(Items taken from a data source)
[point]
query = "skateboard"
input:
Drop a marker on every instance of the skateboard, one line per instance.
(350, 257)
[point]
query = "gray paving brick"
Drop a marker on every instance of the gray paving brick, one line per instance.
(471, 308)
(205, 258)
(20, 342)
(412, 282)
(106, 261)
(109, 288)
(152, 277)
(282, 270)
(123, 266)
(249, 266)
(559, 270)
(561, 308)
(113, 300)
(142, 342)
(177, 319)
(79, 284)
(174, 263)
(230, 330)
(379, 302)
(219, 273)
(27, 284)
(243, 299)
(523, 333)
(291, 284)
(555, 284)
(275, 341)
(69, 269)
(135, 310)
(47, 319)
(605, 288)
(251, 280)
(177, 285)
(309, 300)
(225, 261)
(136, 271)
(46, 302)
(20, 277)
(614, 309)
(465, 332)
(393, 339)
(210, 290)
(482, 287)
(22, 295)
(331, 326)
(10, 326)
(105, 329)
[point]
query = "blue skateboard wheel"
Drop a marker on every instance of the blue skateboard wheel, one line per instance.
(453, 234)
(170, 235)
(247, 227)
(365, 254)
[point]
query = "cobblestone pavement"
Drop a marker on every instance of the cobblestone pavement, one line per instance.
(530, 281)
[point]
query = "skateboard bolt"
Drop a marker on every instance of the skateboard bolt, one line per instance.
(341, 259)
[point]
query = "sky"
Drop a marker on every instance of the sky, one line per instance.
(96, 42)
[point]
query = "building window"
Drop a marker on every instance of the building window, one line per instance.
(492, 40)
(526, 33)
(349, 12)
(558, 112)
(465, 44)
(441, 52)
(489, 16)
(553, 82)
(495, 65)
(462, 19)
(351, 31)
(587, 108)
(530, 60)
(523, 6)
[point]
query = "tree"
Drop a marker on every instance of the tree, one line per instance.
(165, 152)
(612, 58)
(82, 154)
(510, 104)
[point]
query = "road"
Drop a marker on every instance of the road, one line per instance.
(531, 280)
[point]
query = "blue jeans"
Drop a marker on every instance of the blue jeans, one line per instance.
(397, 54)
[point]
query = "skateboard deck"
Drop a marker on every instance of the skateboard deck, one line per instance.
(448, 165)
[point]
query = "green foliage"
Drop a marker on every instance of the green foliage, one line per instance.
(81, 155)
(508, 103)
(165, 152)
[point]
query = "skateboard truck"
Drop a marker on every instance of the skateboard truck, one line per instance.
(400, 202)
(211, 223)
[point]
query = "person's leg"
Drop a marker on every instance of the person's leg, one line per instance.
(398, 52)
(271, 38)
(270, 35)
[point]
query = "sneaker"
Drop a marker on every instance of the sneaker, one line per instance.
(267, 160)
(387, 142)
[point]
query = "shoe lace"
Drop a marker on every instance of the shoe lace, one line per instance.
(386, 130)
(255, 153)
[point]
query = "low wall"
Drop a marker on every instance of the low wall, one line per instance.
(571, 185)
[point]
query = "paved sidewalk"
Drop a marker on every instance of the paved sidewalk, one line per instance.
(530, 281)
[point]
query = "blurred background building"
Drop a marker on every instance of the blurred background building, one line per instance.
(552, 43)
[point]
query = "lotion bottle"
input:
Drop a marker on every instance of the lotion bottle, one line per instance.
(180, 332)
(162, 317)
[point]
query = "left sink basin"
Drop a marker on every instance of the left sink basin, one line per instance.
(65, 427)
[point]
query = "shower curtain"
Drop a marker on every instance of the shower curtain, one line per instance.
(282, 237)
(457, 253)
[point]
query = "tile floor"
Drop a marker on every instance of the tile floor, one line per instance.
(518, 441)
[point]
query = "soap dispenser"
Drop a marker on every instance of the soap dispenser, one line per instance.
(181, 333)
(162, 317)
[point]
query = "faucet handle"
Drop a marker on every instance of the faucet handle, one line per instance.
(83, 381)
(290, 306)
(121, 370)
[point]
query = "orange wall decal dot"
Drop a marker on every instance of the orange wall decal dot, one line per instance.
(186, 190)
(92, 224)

Work to do: Count the lines in the items above that contain the word "soap". Reply with the number alone.

Output of the task: 2